_YOUR GOAL_
Please reproduce each of the records below word for word, leaving out the pictures.

▽

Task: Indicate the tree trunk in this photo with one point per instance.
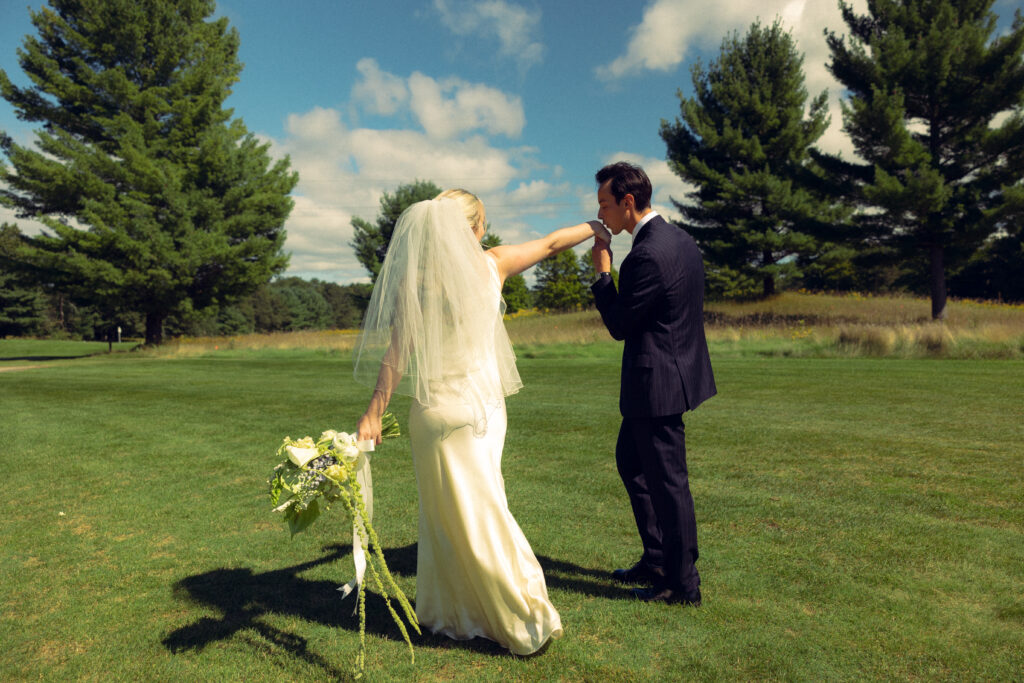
(938, 283)
(154, 328)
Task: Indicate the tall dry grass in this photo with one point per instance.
(792, 324)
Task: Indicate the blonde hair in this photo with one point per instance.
(471, 206)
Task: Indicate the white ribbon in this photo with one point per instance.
(366, 480)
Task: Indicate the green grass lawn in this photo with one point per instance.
(858, 519)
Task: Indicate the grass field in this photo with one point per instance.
(859, 518)
(791, 325)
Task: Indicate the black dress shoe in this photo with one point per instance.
(639, 573)
(669, 596)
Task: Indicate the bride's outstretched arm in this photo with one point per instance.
(387, 379)
(513, 259)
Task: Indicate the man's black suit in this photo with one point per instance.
(658, 311)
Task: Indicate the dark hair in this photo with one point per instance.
(627, 179)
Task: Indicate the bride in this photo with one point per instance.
(433, 331)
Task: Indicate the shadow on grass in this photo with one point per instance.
(243, 596)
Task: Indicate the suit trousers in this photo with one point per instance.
(651, 459)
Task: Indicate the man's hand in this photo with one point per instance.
(601, 233)
(601, 255)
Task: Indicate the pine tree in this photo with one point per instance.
(22, 306)
(156, 200)
(372, 240)
(744, 140)
(927, 81)
(558, 286)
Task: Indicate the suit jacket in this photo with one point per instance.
(658, 311)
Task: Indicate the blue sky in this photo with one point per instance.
(517, 100)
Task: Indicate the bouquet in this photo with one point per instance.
(316, 474)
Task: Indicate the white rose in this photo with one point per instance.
(301, 455)
(344, 446)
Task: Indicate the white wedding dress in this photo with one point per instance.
(476, 573)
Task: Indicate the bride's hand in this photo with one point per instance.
(369, 427)
(600, 231)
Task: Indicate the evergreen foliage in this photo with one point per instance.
(157, 202)
(744, 141)
(927, 80)
(558, 284)
(372, 240)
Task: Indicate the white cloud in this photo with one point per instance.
(446, 109)
(513, 25)
(379, 92)
(344, 171)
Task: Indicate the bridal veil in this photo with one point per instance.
(434, 316)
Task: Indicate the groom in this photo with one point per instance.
(658, 311)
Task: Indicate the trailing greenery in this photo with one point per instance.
(927, 81)
(858, 519)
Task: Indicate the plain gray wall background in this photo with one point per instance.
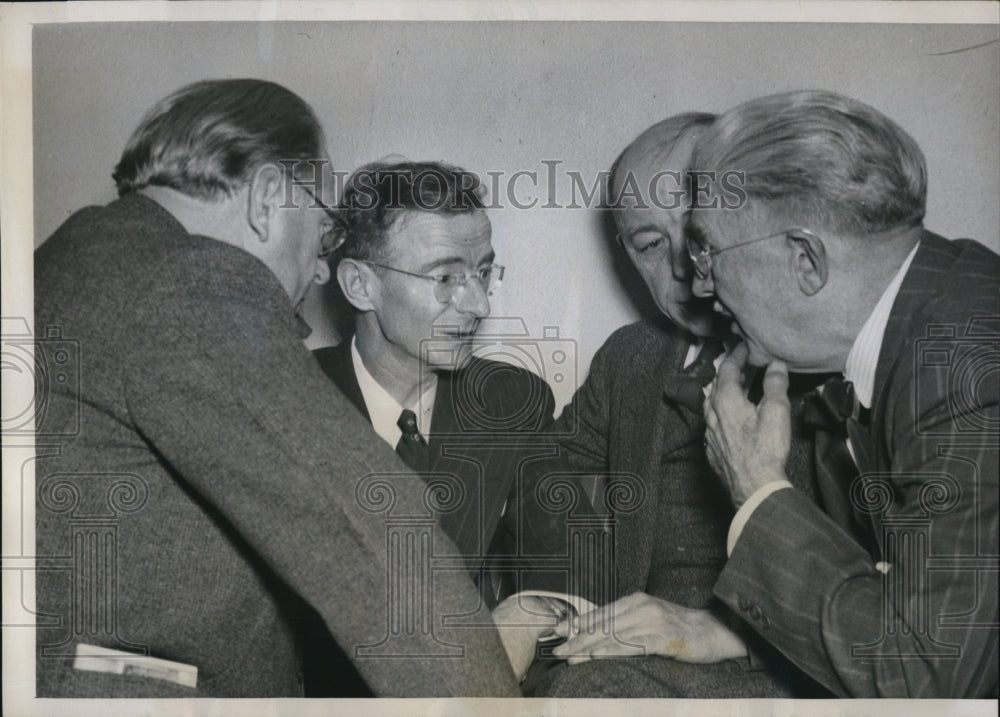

△

_EXERCISE RESPONSE_
Task: Indicate the tree trunk in this photo with one point per instance.
(938, 283)
(154, 328)
Task: Indicate the tall dry grass in this photo with one point per instance.
(792, 324)
Task: Indicate the blonde hair in this photo with one point per instance.
(471, 206)
Task: Indicate the white ribbon in this photo with one point per instance.
(366, 480)
Task: Indicate the green grass lawn in this photo with one point per instance.
(858, 519)
Task: Indicate the grass field in this photo with one point per instance.
(859, 518)
(791, 325)
Task: Indicate the black dress shoe in this photo with one point per instance.
(639, 573)
(669, 596)
Task: Indicate the bride's outstretched arm in this photo with one point per instance.
(387, 379)
(513, 259)
Task: Indicate the man's black suit in this photo with one point per instance.
(658, 311)
Task: Indicate the dark hair in this photo with one point per instance.
(627, 179)
Task: Indicate the bride in this photo with one point per instance.
(433, 331)
Task: Indicate the shadow on grass in this photo with one point per instance.
(243, 596)
Task: Indicate the suit trousers in this photo with one point per instance.
(651, 459)
Task: Indicate the man's hand in this photo with one point per instance.
(601, 233)
(601, 255)
Task: Indicate the pine tree in this photo with one point per instance.
(22, 306)
(156, 200)
(372, 240)
(744, 140)
(927, 81)
(558, 286)
Task: Indicate the suit jacket in this photo with one point per instance.
(658, 311)
Task: Indicate the blue sky in this photo with one point per instance.
(517, 100)
Task: Indicate the bouquet in this photo with one point per instance.
(316, 474)
Task: Indicate the white rose in this photo with one point per instance.
(301, 455)
(344, 446)
Task: Indicate the white wedding dress in this photo with one point per instance.
(476, 573)
Task: Indicate the bride's hand in this photo with one point per instance.
(369, 427)
(600, 231)
Task: Indicate the evergreen foliage in this photo with one point per instance.
(157, 202)
(744, 141)
(927, 80)
(558, 284)
(372, 240)
Task: Indicate the white cloud in this photo with one point per instance.
(446, 109)
(513, 25)
(379, 92)
(344, 171)
Task: Indicate the bridal veil in this photo with one point per instance.
(434, 316)
Task: Indicate the groom in this photo with one point per instance.
(658, 311)
Task: Indicate the trailing greenery in this photo with one point per instance.
(927, 81)
(858, 519)
Task: Indicate the plain gray wall background in this photo with one point per instance.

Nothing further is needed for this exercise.